## Quoted passage
============
Quantcast
Channel: life.remixed » Consumption
Viewing all articles
Browse latest Browse all 3

individualism, desire and the christian self

$
0
0

It is frequently said that we live in an individualistic society.

This is not all bad. The fact that individualist philosophy values the individual’s worth is fantastic.

Not so fantastic in light of Christian theology is the individualist insistence on rejecting all forms of external interference on one’s interests. This is not simply because of the existence of God, the ultimate “external” authority, but also because of the unrealistic, even naive, view of human existence it represents.

What human is able to live according to their own interests, unabated by the interests of society? We live in a world of social connections in which even our most basic needs are dependent on relationships. I think for example of food whereby most of the people I know are completely disconnected from the production and manufacture of almost everything they eat.

How would individualism even work in a world such as this?

The political philosophy of libertarianism falls into a similar pitfall. Libertarianism espouses individual liberty over government intervention, and thus extols personal responsibility. Any time you hear a politician or commentator talking about the need for individuals to take responsibility for their actions, chances are they are coming at it from a libertarian perspective.

This is not to say that taking responsibility for oneself is bad, or wrong – it is certainly neither.

But it is to say that in any society, particularly in a globalised one, people can not always overcome the problems imposed on them through sheer desire.

And of course desire is the foundation stone of individualism.

But the irony is that desire is not the creation or choice of the individual. Augustine taught that desire is not an internally generated act of choice, but that, as Cavanaugh summarises, “desire is a social production.”* Speaking about his theft of some fruit as a young man, Augustine recounts:

Yet had I been alone I would not have done it – I remember my state of mind to be thus at the time – alone I never would have done it. Therefore my love in that act was to be associated with the gang in whose company I did it. Does it follow that I loved something other than the theft? No, nothing else in reality because association with the gang is also a nothing. (Augustine, Confessions, 33)

If Augustine is correct then individualism, built on desire, is in fact socially conditioned – an ironic paradox.

Capitalism almost demonstrates Augustine’s point. Would we really desire all the things that we do were it not for social conditioning? Indeed such desires, when fulfilled, will never satisfy. Such desires are futile, yet they reign – why?
============
## Listed entries

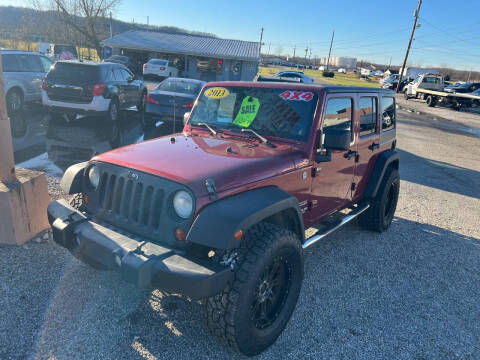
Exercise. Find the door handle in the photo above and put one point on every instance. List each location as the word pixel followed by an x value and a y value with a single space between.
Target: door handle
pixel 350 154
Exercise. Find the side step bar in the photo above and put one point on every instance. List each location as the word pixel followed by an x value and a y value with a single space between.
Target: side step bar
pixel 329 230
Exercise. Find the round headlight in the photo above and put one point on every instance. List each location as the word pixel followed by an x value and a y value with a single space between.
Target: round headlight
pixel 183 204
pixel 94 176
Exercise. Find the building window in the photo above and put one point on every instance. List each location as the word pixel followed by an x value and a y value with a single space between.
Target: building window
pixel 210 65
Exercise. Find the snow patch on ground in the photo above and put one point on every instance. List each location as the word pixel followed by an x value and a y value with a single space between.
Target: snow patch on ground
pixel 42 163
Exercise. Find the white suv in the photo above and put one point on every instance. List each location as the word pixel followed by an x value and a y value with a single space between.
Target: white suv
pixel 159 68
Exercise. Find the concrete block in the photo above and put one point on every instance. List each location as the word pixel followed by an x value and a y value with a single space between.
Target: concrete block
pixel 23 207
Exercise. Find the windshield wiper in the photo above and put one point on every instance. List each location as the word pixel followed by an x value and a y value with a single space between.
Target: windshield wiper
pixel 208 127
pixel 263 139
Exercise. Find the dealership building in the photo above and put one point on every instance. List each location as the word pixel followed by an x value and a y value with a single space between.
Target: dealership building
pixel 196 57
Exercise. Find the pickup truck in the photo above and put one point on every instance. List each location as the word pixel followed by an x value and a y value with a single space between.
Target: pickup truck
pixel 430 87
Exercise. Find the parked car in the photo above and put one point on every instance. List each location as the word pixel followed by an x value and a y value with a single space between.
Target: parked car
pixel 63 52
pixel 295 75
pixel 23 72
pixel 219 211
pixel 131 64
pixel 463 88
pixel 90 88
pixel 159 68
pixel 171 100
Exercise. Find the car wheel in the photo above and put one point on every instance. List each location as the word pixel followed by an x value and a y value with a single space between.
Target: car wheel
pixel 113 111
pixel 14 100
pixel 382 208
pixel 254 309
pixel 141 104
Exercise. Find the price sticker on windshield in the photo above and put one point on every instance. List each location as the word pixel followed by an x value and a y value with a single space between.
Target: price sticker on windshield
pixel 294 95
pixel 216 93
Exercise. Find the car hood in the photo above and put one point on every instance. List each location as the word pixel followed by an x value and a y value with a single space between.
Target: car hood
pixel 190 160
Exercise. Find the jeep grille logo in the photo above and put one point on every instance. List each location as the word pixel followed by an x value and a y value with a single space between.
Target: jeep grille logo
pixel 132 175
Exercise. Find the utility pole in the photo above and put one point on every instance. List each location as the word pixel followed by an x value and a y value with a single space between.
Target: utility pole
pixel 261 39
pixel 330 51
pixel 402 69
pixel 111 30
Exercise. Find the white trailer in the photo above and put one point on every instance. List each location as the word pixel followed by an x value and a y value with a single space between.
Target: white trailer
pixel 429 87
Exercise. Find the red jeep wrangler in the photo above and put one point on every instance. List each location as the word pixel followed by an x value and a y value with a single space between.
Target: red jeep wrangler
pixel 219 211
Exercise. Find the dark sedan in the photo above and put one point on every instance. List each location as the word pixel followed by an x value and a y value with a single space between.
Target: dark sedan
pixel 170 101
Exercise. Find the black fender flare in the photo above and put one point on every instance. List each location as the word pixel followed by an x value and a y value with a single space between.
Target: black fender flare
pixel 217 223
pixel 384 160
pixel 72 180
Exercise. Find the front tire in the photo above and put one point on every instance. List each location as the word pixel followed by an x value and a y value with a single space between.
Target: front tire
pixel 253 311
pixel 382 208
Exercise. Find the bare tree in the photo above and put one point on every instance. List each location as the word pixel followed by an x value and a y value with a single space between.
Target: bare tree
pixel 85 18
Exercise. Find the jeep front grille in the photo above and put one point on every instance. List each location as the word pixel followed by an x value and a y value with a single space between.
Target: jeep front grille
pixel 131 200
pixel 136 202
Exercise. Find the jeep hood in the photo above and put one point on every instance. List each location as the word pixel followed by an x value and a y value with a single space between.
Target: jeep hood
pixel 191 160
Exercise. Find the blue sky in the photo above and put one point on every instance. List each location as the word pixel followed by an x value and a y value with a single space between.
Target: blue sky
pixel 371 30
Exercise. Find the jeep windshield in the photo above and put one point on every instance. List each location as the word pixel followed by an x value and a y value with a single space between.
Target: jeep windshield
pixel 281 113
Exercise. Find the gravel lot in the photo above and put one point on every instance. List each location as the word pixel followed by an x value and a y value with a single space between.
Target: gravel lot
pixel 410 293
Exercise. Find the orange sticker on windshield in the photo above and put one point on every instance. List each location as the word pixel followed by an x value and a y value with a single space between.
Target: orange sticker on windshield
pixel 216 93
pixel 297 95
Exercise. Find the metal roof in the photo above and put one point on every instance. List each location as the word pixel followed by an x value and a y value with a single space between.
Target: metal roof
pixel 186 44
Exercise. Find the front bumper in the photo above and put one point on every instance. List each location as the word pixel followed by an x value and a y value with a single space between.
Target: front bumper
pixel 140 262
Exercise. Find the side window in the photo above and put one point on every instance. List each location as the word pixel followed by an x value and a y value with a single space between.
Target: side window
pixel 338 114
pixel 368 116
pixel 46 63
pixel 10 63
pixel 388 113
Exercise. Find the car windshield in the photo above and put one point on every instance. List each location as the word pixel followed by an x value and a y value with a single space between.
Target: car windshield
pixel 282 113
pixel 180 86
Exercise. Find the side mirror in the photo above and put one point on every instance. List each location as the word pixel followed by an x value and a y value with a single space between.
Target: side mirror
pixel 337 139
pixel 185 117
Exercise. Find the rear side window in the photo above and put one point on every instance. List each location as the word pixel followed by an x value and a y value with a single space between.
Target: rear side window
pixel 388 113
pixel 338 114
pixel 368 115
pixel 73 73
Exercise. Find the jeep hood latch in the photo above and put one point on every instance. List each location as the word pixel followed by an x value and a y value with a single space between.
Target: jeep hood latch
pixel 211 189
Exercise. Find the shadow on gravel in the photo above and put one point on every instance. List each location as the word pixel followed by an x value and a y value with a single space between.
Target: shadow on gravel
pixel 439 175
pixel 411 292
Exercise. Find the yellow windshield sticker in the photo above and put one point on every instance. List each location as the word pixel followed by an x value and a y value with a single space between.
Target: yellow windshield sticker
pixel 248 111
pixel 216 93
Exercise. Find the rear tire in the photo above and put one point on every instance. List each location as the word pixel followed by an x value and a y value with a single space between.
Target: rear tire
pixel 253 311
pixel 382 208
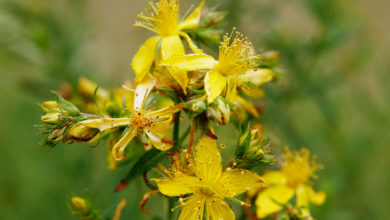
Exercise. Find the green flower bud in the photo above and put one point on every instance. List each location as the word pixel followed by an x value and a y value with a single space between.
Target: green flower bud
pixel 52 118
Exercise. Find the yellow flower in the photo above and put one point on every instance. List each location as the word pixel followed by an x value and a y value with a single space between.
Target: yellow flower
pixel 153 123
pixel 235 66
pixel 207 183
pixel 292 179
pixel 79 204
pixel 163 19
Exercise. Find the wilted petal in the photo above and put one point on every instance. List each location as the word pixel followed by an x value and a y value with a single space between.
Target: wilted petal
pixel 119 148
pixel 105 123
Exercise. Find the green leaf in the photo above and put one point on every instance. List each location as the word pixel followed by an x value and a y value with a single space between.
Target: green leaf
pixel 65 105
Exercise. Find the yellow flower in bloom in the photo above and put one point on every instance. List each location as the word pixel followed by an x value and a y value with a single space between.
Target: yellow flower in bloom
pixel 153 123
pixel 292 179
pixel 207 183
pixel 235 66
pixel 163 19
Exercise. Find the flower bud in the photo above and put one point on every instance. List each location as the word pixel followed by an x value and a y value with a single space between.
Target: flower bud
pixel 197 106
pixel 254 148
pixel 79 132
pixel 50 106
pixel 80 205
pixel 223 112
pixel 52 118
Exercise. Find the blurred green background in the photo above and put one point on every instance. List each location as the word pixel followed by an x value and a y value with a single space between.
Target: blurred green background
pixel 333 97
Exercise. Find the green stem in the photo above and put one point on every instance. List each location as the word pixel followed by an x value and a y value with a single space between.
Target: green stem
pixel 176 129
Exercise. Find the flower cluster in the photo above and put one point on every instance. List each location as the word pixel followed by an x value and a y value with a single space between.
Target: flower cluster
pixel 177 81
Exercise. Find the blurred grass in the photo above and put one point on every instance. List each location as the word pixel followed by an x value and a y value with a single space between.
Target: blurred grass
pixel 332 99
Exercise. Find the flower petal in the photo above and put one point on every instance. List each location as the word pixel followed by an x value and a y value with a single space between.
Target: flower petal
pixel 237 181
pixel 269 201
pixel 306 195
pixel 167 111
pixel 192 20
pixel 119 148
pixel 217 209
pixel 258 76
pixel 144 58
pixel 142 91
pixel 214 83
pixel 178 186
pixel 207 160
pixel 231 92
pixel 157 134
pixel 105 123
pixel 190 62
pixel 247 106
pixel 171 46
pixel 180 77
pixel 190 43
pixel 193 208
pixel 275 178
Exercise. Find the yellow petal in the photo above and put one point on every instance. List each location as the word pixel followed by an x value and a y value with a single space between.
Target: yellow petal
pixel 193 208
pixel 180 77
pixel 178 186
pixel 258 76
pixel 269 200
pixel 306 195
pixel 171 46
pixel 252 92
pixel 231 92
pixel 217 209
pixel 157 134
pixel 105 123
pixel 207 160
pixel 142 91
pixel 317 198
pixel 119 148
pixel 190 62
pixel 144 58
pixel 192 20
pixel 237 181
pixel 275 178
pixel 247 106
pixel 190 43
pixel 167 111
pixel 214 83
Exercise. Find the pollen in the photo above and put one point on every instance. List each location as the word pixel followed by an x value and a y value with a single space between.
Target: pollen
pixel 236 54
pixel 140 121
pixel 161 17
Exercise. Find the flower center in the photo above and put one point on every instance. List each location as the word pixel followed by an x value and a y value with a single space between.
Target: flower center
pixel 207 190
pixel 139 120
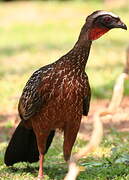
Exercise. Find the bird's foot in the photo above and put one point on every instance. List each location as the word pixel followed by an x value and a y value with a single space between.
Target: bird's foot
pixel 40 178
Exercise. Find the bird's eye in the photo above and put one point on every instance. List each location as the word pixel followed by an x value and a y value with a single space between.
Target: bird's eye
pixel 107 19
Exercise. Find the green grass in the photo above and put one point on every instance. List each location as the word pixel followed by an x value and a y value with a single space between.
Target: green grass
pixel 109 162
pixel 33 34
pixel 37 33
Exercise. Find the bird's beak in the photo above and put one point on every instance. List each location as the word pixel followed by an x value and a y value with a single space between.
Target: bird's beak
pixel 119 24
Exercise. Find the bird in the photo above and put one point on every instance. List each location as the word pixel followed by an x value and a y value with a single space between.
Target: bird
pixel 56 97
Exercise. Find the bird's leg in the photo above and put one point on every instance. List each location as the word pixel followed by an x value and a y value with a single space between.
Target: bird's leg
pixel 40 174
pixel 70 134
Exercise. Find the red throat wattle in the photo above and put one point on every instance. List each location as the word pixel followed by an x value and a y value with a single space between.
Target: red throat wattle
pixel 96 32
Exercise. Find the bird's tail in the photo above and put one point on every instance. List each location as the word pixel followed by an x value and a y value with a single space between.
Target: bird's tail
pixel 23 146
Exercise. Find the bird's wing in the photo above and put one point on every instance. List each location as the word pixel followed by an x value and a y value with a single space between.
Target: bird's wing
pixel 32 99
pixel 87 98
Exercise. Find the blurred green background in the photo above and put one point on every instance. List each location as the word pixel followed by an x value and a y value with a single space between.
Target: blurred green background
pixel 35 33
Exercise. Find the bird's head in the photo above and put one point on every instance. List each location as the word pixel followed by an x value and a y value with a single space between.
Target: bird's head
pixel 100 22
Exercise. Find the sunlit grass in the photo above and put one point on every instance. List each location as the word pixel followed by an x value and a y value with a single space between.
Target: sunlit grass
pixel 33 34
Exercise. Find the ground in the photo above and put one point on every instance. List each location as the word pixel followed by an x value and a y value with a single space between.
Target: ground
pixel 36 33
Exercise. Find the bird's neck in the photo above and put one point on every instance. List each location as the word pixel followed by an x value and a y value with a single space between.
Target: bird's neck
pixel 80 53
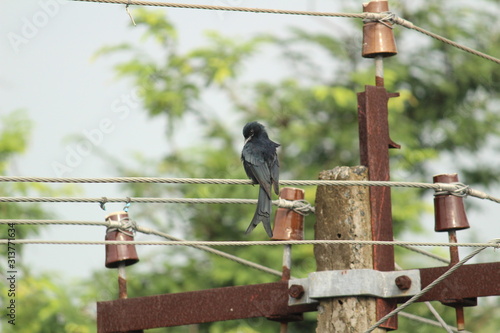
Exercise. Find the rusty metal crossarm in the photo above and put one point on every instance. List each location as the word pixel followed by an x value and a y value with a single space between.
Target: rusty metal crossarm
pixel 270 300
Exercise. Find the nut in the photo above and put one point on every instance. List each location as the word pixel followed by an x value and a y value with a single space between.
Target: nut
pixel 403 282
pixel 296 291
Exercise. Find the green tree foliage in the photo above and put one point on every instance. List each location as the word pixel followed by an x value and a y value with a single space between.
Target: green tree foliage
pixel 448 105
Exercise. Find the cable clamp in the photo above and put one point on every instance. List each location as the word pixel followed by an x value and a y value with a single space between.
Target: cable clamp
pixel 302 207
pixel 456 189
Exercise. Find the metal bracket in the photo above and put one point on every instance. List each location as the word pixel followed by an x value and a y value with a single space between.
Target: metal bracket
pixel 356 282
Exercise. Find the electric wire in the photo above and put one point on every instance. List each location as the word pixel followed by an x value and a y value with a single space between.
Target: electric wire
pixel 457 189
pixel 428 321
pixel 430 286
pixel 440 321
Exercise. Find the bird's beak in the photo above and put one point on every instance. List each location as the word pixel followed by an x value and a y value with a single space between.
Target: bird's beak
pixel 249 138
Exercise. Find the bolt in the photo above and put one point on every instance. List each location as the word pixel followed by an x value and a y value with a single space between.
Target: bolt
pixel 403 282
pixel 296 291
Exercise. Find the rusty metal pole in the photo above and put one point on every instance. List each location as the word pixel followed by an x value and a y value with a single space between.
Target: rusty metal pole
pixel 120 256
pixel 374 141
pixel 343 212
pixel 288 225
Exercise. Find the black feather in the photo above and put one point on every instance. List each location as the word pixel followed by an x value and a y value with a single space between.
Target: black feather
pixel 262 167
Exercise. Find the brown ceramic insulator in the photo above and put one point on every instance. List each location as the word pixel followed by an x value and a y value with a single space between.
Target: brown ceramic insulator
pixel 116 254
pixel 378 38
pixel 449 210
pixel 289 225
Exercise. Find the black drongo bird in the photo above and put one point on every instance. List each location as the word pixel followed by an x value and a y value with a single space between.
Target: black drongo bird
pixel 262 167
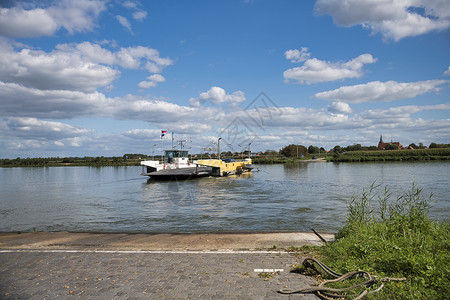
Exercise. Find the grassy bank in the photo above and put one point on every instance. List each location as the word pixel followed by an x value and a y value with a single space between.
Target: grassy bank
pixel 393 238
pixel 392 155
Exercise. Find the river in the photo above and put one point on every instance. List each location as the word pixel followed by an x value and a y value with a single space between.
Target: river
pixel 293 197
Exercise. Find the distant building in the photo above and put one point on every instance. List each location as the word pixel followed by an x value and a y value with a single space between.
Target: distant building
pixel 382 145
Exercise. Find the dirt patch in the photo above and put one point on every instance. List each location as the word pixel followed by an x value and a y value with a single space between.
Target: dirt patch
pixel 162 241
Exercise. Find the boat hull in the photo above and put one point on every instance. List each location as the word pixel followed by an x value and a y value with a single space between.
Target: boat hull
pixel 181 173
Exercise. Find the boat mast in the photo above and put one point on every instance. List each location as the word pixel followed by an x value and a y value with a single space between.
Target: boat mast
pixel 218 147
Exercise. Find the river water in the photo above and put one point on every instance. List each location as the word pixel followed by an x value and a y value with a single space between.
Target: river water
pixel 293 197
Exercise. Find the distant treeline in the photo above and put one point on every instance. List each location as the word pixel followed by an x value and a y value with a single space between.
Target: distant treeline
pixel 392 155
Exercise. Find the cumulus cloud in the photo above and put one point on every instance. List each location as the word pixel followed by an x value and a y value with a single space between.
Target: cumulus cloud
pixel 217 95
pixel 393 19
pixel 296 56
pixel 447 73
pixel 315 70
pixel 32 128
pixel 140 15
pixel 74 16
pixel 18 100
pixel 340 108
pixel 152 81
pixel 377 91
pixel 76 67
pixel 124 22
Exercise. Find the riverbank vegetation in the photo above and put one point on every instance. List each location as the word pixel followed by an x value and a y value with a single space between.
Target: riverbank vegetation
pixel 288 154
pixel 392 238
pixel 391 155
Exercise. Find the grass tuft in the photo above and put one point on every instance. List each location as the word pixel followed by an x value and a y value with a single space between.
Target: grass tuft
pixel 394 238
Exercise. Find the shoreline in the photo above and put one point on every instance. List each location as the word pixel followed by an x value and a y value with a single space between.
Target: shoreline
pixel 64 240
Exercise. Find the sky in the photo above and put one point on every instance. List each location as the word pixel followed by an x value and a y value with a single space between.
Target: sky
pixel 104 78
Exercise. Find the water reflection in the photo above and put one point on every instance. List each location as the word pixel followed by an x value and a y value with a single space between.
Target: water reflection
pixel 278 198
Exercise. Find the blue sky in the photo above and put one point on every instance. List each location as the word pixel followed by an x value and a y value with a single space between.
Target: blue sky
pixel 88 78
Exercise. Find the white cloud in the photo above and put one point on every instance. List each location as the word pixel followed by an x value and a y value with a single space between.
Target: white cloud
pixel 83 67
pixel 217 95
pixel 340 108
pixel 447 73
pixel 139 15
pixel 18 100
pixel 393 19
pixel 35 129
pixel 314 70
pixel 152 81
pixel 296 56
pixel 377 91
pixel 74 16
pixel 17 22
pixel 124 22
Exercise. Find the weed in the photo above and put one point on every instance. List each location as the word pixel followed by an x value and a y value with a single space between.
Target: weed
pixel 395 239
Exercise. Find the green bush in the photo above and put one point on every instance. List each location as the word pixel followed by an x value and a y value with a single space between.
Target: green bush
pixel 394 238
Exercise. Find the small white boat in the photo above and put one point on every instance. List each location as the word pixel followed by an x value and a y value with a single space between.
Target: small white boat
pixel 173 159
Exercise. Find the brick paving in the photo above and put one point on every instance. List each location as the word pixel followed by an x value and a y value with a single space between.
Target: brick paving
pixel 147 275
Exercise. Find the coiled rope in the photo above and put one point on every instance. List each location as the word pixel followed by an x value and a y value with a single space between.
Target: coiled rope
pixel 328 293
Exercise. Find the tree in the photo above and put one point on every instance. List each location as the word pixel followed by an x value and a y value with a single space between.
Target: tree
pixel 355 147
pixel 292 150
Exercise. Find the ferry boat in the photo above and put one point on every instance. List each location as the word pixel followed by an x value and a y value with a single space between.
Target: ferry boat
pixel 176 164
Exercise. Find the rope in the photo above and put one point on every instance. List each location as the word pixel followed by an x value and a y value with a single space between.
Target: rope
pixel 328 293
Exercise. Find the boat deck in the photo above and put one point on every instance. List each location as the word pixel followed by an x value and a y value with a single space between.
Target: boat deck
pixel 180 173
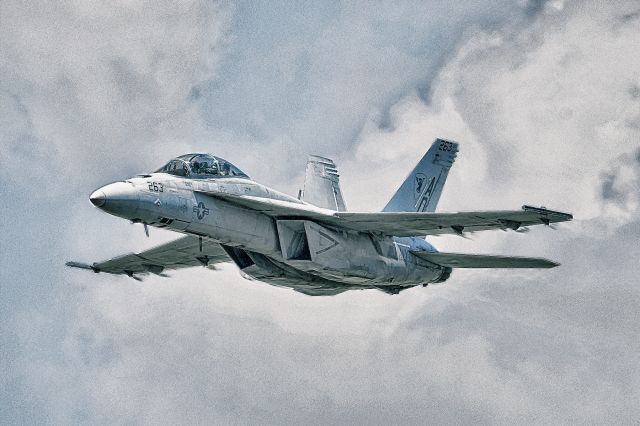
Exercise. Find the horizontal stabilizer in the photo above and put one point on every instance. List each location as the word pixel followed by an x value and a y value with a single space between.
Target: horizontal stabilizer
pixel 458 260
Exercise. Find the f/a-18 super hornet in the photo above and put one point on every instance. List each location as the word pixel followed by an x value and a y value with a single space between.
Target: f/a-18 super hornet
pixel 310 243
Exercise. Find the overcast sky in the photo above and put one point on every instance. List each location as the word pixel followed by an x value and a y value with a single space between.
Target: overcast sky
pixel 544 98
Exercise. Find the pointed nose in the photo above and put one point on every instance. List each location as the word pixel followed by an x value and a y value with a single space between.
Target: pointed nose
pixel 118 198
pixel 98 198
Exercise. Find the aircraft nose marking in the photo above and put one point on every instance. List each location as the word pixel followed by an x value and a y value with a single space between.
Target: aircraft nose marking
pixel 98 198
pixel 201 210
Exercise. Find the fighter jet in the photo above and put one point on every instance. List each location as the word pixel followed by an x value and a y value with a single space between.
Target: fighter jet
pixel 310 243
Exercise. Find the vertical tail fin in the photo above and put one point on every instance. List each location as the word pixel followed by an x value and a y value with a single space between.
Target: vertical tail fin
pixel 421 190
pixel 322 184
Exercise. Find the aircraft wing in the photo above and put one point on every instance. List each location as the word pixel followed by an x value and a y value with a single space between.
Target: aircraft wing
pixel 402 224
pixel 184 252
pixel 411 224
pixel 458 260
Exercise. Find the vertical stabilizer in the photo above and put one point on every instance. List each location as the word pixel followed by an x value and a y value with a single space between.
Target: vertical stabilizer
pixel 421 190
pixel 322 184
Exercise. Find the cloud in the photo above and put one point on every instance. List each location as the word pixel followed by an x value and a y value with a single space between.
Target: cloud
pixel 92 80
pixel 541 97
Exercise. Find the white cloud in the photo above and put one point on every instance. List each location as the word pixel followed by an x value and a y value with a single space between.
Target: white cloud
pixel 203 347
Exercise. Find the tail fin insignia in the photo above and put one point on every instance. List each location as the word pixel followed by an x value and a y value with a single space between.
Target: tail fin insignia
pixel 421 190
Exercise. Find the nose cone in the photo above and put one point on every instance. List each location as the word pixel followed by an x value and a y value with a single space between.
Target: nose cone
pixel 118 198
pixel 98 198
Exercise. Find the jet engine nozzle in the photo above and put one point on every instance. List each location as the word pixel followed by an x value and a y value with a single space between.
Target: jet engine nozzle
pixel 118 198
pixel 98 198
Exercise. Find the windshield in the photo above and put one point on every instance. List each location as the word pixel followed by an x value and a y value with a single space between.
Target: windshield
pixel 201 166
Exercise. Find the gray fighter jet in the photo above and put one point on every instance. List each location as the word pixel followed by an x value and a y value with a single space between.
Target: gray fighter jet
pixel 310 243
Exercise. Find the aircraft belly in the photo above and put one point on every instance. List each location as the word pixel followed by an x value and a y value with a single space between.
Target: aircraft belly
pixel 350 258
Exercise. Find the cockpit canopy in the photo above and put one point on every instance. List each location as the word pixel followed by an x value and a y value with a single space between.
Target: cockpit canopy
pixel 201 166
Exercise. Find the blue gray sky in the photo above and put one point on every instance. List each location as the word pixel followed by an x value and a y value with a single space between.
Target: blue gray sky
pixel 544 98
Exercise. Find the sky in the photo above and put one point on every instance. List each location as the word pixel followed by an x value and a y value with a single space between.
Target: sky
============
## Exercise requirements
[1] In the essay on individualism and desire, how does Cavanaugh summarize Augustine's view of desire?
[2] Rewrite the records starting at the line containing "Exercise. Find the rope" and ending at the line containing "pixel 201 210", with "photo" replaced by "image" throughout and everything else unchanged. Omit the pictures from your answer.

## Answers to the exercises
[1] Desire is "a social production."

[2]
Exercise. Find the rope in the image above and put one point on every instance. List each location as the word pixel followed by an x value and a y value with a single space between.
Target: rope
pixel 328 293
Exercise. Find the boat deck in the image above and put one point on every instance. List each location as the word pixel followed by an x value and a y value with a single space between.
Target: boat deck
pixel 180 173
Exercise. Find the horizontal stabilizer in the image above and put one point on every instance. List each location as the word pixel followed by an x value and a y value with a single space between.
Target: horizontal stabilizer
pixel 458 260
Exercise. Find the f/a-18 super hornet in the image above and put one point on every instance. List each location as the word pixel followed by an x value and a y value with a single space between.
Target: f/a-18 super hornet
pixel 310 243
Exercise. Find the overcast sky in the image above and put one point on every instance. List each location as the word pixel followed by an x value and a y value with a single space between.
Target: overcast sky
pixel 544 98
Exercise. Find the pointed nose in the image above and put one point on every instance. List each location as the word pixel followed by an x value and a y value with a single space between.
Target: pointed nose
pixel 118 198
pixel 98 198
Exercise. Find the aircraft nose marking in the image above and put one point on every instance. List each location as the word pixel followed by an x value and a y value with a single space between.
Target: aircraft nose marking
pixel 98 198
pixel 201 210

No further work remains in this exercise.